Extract —
The most recent news is that the radical measures being imposed on the population of Shanghai will continue almost indefinitely, with Reuters quoting the authorities as justifying the continued mass quarantine as having “effectively curbed transmissions”. Residents in most areas in and around the city are now permitted to leave their homes to an extent but many shops remain closed and driving vehicles in many parts of Shanghai requires a permit. This applies to trucks as well as passenger vehicles.

The effect on all aspects of logistics has also been extreme. Port operations have been the most noticeably affected, with very significant queues of vessels outside the main container terminals. One American academic from New York University in Shanghai published data from VesselsValue suggesting that there were twice as many ships waiting to load or unload outside Shanghai than the already elevated numbers in 2021. The Chinese authorities insist that both the container complexes in Shanghai and all operations at Pudong airport are working normally. This may sort of be true in that the real problem is handling and moving cargo landside, both within the Shanghai area and in many other parts of China. This is a problem that has been familiar to China over the past two years.

Brief —
Extend the account of Shanghai's lockdown and its effect on logistics, carrying it on from its final sentence.

Recorded data —
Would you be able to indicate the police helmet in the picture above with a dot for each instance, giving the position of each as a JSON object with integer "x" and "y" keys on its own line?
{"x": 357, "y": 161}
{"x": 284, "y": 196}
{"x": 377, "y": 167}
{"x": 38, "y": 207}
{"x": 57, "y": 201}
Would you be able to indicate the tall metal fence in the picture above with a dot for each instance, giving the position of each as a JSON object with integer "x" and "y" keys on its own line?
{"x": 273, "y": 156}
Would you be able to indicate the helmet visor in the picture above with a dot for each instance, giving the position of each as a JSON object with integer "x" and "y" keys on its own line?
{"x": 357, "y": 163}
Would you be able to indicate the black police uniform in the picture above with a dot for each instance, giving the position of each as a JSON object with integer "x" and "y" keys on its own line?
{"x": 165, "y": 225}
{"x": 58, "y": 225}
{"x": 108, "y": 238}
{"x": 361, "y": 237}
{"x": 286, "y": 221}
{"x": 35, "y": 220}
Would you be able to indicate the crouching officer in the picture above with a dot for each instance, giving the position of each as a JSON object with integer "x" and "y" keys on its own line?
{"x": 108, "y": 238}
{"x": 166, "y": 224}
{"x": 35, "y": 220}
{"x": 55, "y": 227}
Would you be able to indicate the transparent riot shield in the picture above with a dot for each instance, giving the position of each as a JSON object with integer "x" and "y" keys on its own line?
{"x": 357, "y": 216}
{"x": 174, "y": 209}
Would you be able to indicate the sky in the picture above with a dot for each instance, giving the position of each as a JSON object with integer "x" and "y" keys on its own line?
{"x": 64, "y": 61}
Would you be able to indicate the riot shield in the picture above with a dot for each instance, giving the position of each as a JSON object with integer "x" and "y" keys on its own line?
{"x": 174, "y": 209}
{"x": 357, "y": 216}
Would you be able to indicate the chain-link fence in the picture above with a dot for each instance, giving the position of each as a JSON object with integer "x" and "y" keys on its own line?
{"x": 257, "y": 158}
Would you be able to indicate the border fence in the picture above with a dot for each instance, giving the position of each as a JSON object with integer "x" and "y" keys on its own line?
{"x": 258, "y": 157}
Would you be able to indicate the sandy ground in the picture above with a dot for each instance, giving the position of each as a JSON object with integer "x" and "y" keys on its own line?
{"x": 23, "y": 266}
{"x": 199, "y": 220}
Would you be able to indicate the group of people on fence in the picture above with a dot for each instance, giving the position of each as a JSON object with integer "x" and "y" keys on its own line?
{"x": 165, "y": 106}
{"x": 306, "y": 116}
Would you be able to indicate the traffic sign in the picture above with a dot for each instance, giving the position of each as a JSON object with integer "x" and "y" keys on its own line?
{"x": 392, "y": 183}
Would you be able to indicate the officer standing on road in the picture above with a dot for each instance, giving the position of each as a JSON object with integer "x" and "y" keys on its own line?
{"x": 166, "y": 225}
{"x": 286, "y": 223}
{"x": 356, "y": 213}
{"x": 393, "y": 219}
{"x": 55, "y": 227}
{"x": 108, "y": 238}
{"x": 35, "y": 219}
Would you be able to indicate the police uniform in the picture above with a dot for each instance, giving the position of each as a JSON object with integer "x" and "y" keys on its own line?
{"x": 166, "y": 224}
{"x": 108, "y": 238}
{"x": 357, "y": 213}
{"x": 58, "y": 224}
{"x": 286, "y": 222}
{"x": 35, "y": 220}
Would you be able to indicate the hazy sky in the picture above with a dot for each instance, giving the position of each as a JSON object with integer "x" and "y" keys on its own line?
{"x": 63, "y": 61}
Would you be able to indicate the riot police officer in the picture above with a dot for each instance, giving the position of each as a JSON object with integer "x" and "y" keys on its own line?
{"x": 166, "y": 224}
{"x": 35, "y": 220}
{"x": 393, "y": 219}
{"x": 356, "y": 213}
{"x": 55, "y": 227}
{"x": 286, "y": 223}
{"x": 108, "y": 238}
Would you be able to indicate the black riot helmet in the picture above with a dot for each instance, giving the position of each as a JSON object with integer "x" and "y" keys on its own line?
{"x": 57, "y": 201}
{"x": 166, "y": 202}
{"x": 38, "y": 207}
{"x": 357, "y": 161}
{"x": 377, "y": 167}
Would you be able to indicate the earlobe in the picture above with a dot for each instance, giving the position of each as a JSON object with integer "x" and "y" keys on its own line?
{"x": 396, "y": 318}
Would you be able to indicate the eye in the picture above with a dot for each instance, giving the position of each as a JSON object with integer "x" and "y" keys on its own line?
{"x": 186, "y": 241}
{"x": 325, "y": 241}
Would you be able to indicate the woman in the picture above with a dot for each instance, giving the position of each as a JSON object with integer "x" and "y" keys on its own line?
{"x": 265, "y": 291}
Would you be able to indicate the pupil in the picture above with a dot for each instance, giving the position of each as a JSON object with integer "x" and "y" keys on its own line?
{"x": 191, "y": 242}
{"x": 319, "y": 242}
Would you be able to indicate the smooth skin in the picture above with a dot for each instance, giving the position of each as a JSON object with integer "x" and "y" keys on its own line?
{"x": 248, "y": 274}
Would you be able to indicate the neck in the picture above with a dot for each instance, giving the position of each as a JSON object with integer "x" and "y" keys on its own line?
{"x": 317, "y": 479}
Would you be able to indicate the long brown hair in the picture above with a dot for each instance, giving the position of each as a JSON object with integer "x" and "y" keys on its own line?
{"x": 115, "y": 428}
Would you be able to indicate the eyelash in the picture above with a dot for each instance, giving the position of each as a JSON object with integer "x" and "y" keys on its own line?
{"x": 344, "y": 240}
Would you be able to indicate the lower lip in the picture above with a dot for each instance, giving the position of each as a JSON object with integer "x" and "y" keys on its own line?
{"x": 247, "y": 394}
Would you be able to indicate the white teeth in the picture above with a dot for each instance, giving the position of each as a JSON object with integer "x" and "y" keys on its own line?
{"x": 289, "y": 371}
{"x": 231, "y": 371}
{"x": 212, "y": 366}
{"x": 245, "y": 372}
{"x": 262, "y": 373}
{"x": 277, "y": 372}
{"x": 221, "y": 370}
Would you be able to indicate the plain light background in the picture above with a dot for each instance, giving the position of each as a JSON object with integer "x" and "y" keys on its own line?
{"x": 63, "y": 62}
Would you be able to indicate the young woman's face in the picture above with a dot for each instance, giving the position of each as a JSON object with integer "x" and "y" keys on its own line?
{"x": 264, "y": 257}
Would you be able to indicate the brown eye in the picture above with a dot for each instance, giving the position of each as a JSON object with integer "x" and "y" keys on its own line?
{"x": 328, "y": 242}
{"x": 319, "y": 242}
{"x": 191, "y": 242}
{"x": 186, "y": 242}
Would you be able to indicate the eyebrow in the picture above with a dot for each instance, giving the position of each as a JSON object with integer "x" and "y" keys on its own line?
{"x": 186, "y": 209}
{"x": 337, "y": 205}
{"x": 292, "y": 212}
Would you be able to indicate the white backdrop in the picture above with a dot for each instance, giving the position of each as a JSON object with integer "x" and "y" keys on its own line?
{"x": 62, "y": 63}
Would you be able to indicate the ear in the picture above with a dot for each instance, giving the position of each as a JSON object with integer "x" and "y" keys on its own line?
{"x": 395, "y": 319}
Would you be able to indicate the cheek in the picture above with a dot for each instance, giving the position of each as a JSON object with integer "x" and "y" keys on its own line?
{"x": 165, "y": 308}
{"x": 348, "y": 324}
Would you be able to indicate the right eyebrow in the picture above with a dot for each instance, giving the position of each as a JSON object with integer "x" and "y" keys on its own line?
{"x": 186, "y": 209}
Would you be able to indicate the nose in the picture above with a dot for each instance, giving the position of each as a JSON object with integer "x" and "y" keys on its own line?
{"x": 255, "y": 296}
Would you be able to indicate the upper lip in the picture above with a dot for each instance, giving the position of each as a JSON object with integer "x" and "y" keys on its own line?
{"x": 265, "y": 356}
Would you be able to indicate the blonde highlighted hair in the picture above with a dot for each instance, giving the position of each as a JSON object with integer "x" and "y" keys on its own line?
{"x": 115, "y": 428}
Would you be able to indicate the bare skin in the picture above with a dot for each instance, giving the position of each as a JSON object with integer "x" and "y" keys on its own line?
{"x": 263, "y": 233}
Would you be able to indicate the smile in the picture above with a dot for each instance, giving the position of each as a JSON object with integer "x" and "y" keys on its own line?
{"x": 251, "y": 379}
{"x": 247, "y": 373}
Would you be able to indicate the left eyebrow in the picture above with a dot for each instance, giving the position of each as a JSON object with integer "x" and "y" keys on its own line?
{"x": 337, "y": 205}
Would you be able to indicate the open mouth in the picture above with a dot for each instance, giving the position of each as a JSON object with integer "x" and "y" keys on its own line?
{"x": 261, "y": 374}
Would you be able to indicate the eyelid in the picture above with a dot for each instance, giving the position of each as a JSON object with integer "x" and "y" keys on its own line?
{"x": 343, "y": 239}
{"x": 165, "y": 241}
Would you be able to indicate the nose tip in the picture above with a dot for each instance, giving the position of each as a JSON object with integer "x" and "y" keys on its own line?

Task output —
Various types of manufacturing are also suffering even though some production activity continues. The most frequently cited example is that of Tesla which has sustained output, in part by getting its workforce to sleep inside the factory. Other producers have not been so lucky.

None of this is new in that these sorts of mass lockdowns have been occurring on and off in China since the beginning of 2020. What is new is that it can happen at such intensity in an urban area as large as Shanghai and that it shows no sign of ending. The implication must be that whilst the rest of the world will see a return to normal levels of capacity in areas such as airfreight, road freight and shipping, China will continue to inject instability into both supply chains and freight transport networks.